### Required action:
One range is to be output from the listing below, exactly as written: the line with "the white podium" to the line with "of the podium", both kept.

### Data extract:
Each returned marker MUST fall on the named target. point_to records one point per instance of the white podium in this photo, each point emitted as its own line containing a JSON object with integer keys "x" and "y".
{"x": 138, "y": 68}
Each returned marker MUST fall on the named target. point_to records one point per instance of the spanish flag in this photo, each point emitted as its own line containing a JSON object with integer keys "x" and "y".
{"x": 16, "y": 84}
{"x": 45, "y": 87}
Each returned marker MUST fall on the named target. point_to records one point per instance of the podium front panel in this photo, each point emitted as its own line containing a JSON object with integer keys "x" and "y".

* * *

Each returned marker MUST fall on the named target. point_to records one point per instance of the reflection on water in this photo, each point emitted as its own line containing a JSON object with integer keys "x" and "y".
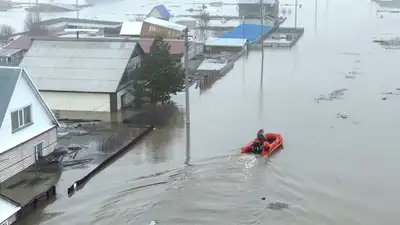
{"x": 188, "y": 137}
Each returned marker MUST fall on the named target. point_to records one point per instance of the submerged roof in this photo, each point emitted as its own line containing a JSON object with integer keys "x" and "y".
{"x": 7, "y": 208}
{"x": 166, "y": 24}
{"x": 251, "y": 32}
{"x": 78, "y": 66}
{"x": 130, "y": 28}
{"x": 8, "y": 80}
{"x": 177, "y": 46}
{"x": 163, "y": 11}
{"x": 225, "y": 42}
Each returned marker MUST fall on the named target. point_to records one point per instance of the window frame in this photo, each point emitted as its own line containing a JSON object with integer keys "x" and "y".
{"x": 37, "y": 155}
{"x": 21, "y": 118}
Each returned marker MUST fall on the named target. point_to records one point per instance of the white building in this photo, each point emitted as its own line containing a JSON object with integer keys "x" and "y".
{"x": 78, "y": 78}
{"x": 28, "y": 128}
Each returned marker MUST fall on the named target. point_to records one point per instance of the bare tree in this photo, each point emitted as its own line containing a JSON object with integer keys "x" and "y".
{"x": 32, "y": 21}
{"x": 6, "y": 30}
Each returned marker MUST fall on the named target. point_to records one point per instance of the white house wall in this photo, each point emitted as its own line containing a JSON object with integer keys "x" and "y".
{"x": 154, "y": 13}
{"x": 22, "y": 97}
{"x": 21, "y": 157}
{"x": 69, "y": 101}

--

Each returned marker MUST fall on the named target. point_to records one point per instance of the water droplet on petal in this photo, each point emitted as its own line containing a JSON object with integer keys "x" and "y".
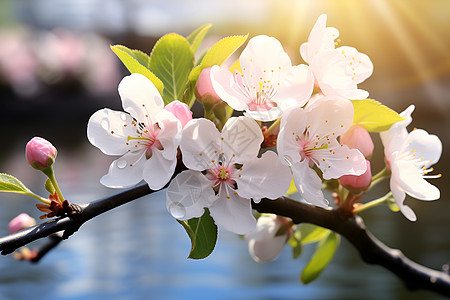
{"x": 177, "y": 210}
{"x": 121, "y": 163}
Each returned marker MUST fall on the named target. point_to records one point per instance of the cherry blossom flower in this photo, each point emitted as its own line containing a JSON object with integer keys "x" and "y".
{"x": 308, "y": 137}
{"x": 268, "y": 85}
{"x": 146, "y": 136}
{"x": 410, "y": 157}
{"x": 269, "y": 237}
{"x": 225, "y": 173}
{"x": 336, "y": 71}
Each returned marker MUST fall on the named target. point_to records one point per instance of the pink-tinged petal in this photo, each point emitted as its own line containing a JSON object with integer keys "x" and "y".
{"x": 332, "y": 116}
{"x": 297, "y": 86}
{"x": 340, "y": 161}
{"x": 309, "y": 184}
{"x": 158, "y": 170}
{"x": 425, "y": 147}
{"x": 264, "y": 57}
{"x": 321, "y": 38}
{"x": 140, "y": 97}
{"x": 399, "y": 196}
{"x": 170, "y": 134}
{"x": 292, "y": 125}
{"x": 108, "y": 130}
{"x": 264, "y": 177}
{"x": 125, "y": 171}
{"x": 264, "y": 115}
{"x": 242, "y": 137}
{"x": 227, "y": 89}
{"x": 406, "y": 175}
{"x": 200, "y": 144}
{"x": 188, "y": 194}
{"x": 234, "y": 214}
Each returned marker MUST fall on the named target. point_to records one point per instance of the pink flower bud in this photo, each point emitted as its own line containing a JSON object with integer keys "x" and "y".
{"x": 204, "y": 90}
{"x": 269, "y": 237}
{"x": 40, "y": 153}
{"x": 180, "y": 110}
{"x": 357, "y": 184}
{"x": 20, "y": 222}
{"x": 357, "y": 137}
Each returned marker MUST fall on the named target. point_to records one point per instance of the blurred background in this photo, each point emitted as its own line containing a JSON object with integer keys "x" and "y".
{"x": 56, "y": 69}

### Written response:
Each returned marker MUST fall on the named target. point_to records one point per instance of the white podium in this photo, each point emitted as its own line containing a JSON object with integer keys "x" and "y".
{"x": 138, "y": 68}
Each returned marker MUST fall on the named target. point_to records one point per instance of the spanish flag in this photo, each point emitted as its own line containing a JSON object with integer keys "x" and "y".
{"x": 16, "y": 84}
{"x": 45, "y": 87}
Each returned marker MUST fall on the named target. point_to records one point per instance of the podium front panel in this photo, each point emitted as its own line containing a JSON object with integer keys "x" and "y".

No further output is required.